Coordinate labeling data:

— START —

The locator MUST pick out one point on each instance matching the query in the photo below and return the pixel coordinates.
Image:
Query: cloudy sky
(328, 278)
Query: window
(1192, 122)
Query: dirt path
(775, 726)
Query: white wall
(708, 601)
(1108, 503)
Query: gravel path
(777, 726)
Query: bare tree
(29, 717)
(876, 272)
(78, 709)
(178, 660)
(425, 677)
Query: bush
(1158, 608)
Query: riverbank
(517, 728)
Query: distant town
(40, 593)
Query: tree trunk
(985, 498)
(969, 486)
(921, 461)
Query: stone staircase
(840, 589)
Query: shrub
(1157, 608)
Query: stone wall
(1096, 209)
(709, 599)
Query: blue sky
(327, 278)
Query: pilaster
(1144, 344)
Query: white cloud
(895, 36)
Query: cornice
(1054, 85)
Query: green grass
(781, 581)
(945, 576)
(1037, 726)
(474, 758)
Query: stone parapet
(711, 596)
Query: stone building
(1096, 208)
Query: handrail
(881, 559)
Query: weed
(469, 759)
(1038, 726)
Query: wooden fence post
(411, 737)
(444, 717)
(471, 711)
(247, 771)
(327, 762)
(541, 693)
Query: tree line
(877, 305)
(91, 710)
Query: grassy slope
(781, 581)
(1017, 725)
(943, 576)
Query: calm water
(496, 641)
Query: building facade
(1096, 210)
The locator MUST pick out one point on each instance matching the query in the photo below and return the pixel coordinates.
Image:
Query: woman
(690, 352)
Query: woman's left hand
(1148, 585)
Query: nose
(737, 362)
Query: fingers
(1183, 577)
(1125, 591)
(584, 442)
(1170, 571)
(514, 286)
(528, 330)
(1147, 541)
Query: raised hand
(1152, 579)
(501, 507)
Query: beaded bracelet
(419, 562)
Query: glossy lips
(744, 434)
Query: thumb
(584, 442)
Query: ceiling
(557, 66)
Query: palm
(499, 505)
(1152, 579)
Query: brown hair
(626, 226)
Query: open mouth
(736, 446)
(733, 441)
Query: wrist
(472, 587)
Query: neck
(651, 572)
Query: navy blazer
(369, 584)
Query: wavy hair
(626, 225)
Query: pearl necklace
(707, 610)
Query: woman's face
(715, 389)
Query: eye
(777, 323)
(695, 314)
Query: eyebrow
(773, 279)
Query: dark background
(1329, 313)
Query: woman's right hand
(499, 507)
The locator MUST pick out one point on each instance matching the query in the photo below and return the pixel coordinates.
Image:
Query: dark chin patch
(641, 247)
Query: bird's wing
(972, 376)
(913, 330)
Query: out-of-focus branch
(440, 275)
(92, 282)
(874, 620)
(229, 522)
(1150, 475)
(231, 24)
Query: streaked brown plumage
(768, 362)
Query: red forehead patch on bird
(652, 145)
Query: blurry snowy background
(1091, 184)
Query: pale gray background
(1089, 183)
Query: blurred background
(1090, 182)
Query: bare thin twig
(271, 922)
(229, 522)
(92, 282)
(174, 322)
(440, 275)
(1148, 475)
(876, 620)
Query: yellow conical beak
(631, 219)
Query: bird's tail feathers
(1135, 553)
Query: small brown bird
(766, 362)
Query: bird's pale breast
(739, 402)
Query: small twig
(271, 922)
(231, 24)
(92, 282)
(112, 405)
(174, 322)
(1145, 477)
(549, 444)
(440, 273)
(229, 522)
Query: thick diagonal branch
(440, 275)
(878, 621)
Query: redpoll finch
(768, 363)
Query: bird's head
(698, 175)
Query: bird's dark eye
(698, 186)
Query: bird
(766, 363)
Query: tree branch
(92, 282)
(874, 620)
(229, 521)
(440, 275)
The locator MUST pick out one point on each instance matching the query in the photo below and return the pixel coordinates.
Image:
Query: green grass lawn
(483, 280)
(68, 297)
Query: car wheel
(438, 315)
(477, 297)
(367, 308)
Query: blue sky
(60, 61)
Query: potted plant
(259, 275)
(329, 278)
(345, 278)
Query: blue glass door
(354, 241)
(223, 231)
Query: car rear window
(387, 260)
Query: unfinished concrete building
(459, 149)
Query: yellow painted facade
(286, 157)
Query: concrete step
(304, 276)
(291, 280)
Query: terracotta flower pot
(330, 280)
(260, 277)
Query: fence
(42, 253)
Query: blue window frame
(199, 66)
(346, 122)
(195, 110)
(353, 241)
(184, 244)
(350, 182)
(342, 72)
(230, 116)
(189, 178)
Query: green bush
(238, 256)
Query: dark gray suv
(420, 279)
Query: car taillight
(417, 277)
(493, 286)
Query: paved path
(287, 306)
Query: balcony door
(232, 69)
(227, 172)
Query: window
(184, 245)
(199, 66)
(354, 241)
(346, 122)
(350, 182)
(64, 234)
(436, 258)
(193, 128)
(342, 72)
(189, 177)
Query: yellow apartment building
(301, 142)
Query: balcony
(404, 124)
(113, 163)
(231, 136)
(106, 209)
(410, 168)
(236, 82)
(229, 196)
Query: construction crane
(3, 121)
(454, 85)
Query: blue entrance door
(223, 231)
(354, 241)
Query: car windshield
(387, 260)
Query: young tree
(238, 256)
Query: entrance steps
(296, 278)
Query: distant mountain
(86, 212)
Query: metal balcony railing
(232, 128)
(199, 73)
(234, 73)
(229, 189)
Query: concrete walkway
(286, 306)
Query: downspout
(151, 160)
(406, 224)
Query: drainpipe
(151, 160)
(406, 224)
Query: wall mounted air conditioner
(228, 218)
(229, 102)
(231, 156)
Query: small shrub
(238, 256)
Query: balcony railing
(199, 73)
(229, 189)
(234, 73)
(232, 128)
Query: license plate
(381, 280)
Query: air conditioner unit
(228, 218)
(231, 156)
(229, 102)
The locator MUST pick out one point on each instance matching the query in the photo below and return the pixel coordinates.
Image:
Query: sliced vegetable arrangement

— END —

EXERCISE TASK -
Write out all of the records again, changing "locator" to "annotator" everywhere it occurs and leaving everything else untouched.

ANSWER BELOW -
The annotator MUST pick out one point on each instance matching the query in the photo below and return the pixel coordinates.
Image:
Query: cloudy sky
(328, 278)
Query: window
(1192, 122)
Query: dirt path
(775, 726)
Query: white wall
(708, 601)
(1108, 503)
Query: gravel path
(777, 726)
Query: bare tree
(29, 717)
(876, 272)
(78, 709)
(178, 660)
(425, 677)
Query: bush
(1158, 608)
Query: riverbank
(517, 728)
Query: distant town
(40, 593)
Query: tree trunk
(985, 498)
(969, 486)
(921, 461)
Query: stone staircase
(840, 589)
Query: shrub
(1157, 608)
Query: stone wall
(1096, 209)
(709, 599)
Query: blue sky
(327, 278)
Query: pilaster
(1144, 344)
Query: white cloud
(895, 36)
Query: cornice
(1054, 85)
Query: green grass
(781, 581)
(945, 576)
(1037, 726)
(474, 758)
Query: stone parapet
(711, 596)
Query: stone building
(1096, 208)
Query: handrail
(881, 559)
Query: weed
(469, 759)
(1038, 726)
Query: wooden fence post
(411, 737)
(444, 717)
(471, 711)
(247, 771)
(327, 762)
(541, 693)
Query: tree line
(877, 305)
(91, 710)
Query: grassy slope
(781, 581)
(1017, 725)
(943, 576)
Query: calm water
(496, 641)
Query: building facade
(1096, 210)
The annotator MUST pick out one point on each instance matching the query in the photo below and return the pixel coordinates.
Image:
Query: woman
(690, 352)
Query: woman's left hand
(1148, 585)
Query: nose
(737, 362)
Query: fingers
(1183, 577)
(1125, 591)
(584, 442)
(1170, 571)
(514, 286)
(528, 330)
(1147, 541)
Query: raised hand
(1152, 579)
(501, 507)
Query: beaded bracelet
(419, 562)
Query: glossy lips
(744, 434)
Query: thumb
(584, 442)
Query: ceiling
(557, 66)
Query: palm
(499, 505)
(1152, 579)
Query: brown hair
(626, 226)
Query: open mouth
(736, 446)
(733, 441)
Query: wrist
(472, 587)
Query: neck
(651, 572)
Query: navy blazer
(369, 584)
Query: wavy hair
(626, 225)
Query: pearl necklace
(707, 610)
Query: woman's face
(715, 389)
Query: eye
(777, 323)
(695, 314)
Query: eyebrow
(773, 279)
Query: dark background
(1329, 313)
Query: woman's right hand
(499, 507)
The annotator MUST pick out one point on each instance matching the query in the photo below and return the pixel coordinates.
Image:
Query: dark chin patch
(641, 247)
Query: bird's wing
(972, 376)
(913, 330)
Query: out-of-focus branch
(440, 275)
(92, 282)
(874, 620)
(229, 522)
(1150, 475)
(231, 24)
Query: streaked brown plumage
(768, 362)
Query: red forehead patch on bird
(652, 145)
Query: blurry snowy background
(1091, 184)
Query: pale gray background
(1089, 183)
Query: blurred background
(1090, 182)
Query: bare thin twig
(271, 922)
(229, 522)
(92, 282)
(174, 322)
(440, 275)
(1148, 475)
(876, 620)
Query: yellow conical beak
(631, 219)
Query: bird's tail feathers
(1135, 553)
Query: small brown bird
(766, 362)
Query: bird's pale breast
(739, 402)
Query: small twig
(271, 922)
(231, 24)
(92, 282)
(112, 405)
(174, 322)
(1145, 477)
(549, 444)
(440, 273)
(229, 522)
Query: thick diagonal branch
(440, 275)
(878, 621)
Query: redpoll finch
(768, 363)
Query: bird's head
(698, 175)
Query: bird's dark eye
(698, 186)
Query: bird
(766, 363)
Query: tree branch
(92, 282)
(874, 620)
(229, 521)
(440, 275)
The annotator MUST pick out one point on each instance matching the query in the photo below and return the pixel coordinates.
Image:
Query: green grass lawn
(483, 280)
(68, 297)
Query: car wheel
(438, 315)
(477, 297)
(367, 308)
Query: blue sky
(60, 61)
Query: potted plant
(259, 275)
(329, 278)
(345, 278)
Query: blue glass door
(354, 241)
(223, 231)
Query: car rear window
(387, 260)
Query: unfinished concrete building
(459, 149)
Query: yellow painted facade
(286, 157)
Query: concrete step
(304, 276)
(291, 280)
Query: terracotta flower pot
(330, 280)
(260, 277)
Query: fence
(42, 253)
Query: blue window frame
(199, 66)
(346, 122)
(195, 110)
(353, 241)
(184, 244)
(350, 182)
(342, 72)
(230, 116)
(189, 178)
Query: green bush
(238, 256)
Query: dark gray suv
(420, 279)
Query: car taillight
(417, 277)
(493, 286)
Query: paved path
(287, 306)
Query: balcony door
(232, 69)
(227, 172)
Query: window
(184, 245)
(199, 66)
(354, 241)
(346, 122)
(350, 182)
(64, 234)
(436, 258)
(193, 128)
(342, 72)
(189, 177)
Query: yellow apartment building
(301, 142)
Query: balcony
(404, 124)
(113, 163)
(231, 136)
(106, 209)
(410, 168)
(236, 82)
(229, 196)
Query: construction crane
(3, 121)
(454, 85)
Query: blue entrance door
(223, 231)
(354, 241)
Query: car windshield
(387, 260)
Query: young tree
(238, 256)
Query: entrance steps
(296, 278)
Query: distant mountain
(86, 212)
Query: metal balcony railing
(232, 128)
(199, 73)
(234, 73)
(229, 189)
Query: concrete walkway
(286, 306)
Query: downspout
(151, 160)
(406, 224)
Query: drainpipe
(151, 160)
(406, 224)
Query: wall mounted air conditioner
(228, 218)
(229, 102)
(231, 156)
Query: small shrub
(238, 256)
Query: balcony railing
(199, 73)
(229, 189)
(234, 73)
(232, 128)
Query: license plate
(381, 280)
Query: air conditioner unit
(228, 218)
(231, 156)
(229, 102)
The annotator MUST pick out one point on each instance matching the query in the photo below and return the pixel coordinates.
Image:
Query: sliced vegetable arrangement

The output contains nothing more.